* [Page excerpt]:
That’s the warning master trader Jeff Clark sent out to readers of his Market Minute trading e-letter last week.
And it’s worth paying attention.
We’ve been showing you how gold is heading into a monster rally. But as you’ll see in today’s dispatch, there’s a short-term dip on the way first.
So if you’re still building a position in gold… it’s worth hanging on for better prices ahead.
And the timing on that call worked out well.
Take a look…
Since then, gold is up 22%.
There are different drivers for higher gold prices. But the one we’ve been focused on is the shattering of faith in fiat currencies by central bankers.
The more central bankers try to stimulate growth by evaporating interest rates on savings… even confiscating savings via negative interest rates… the more people will opt for gold instead.
And as colleague and gold industry insider E.B. Tucker has told Cut readers, he sees gold smashing past $1,900 an ounce in 2020.
As regular readers know, Bill is one of the cofounders of Legacy Research along with Doug Casey.
And like Doug, he believes every investor should own some gold.
Last week, I traveled to Baltimore to record an interview with Bill for lifetime subscribers of The Bonner-Denning Letter. It will hit inboxes in early January.
But I can tell you now that Bill believes owning gold is now more important than ever. As he put it during our interview…
The Fed is supposed to defend the currency. And it’s supposed to do that by maintaining a reserve of real money, gold. It’s supposed to keep enough gold in Fort Knox to back the dollars it issues.

* [Prompt 1]: In the gold market excerpt, change "short-term dip" to "brief pullback" and write out the passage starting at "We’ve been showing" and ending at "by central bankers.".
* [Prompt 2]: According to the gold market excerpt, what price does E.B. Tucker see gold passing in 2020?
* [Prompt 3]: Continue the gold market excerpt after its final sentence.

* [Given data]:
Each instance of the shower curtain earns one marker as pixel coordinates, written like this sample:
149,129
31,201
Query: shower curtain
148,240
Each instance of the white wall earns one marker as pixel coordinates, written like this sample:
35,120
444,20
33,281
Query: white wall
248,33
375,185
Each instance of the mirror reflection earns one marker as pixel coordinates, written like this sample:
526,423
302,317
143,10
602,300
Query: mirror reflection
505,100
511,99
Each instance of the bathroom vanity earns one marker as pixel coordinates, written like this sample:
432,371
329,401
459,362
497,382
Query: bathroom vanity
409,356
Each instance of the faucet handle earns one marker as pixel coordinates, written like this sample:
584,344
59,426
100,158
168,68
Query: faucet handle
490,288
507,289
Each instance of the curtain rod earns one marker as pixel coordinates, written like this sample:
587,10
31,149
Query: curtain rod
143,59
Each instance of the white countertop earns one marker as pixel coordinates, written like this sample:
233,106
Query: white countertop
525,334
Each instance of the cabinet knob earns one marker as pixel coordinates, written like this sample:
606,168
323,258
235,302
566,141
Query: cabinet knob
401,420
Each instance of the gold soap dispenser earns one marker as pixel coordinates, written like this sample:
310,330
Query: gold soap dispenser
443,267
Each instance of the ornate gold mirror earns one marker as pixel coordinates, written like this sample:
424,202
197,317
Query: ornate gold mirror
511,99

* [Written answer 1]:
We’ve been showing you how gold is heading into a monster rally. But as you’ll see in today’s dispatch, there’s a brief pullback on the way first.
So if you’re still building a position in gold… it’s worth hanging on for better prices ahead.
And the timing on that call worked out well.
Take a look…
Since then, gold is up 22%.
There are different drivers for higher gold prices. But the one we’ve been focused on is the shattering of faith in fiat currencies by central bankers.

* [Written answer 2]: $1,900 an ounce

* [Written answer 3]:
If it doesn’t do that, you have to do it yourself. And that’s really where we are now. In the new, post-gold-standard dollars, we have a currency you can’t trust. So you need to have some currency of your own you can trust. And that should be gold.
And just like with a regular insurance policy, you want to pay as little as possible to cover your risk.
That’s why I’m putting Jeff’s short-term call on gold on your radar today.
If he’s right, you’ll be able to pick up your disaster insurance for less in the months ahead.
Here’s the gold chart that shows Jeff something big is brewing in the gold market…
Gold rallied about 10% from mid-December 2018 to mid-February this year. Then it spent the next few months chopping around in a relatively tight trading range just below its 50-day moving average (red circle on the left of the chart).
The 50-day moving average is the squiggly black line on the chart. And it’s a key trend line Jeff follows.
This tells Jeff that gold is building energy for a breakout move…
In May, gold broke out to the upside…
Over the next four months, the price of the metal surged nearly 20%.
But that surge ended in October.
Now, gold is chopping around again below its 50-day moving average (red circle on the right of the chart). It’s building energy for the next breakout move.
But this time, Jeff reckons that big breakout move is likely to be lower.
That’s because of how the “smart money” is betting. Let me explain…
In every market, there’s “dumb money” and “smart money”…
The dumb money is usually made of investors who know little or nothing about what they’re doing.
Usually, these are mom-and-pop investors. These are folks who try their best to make their savings stretch further. But they make the fatal mistake of buying high and selling low.
Then there’s the smart money. Which investors belong in this group differ from market to market. But they tend to have one attribute in common – they’re insiders.
They know a specific market inside out. This gives them an edge over the dumb-money crowd. And it allows them to buy low and sell high.
They’ve forgotten more about the gold market than most mom-and-pop investors will ever know.
They typically have a large exposure to the metal. And they use futures contracts to protect themselves against a fall in the price of gold. This is called “hedging.”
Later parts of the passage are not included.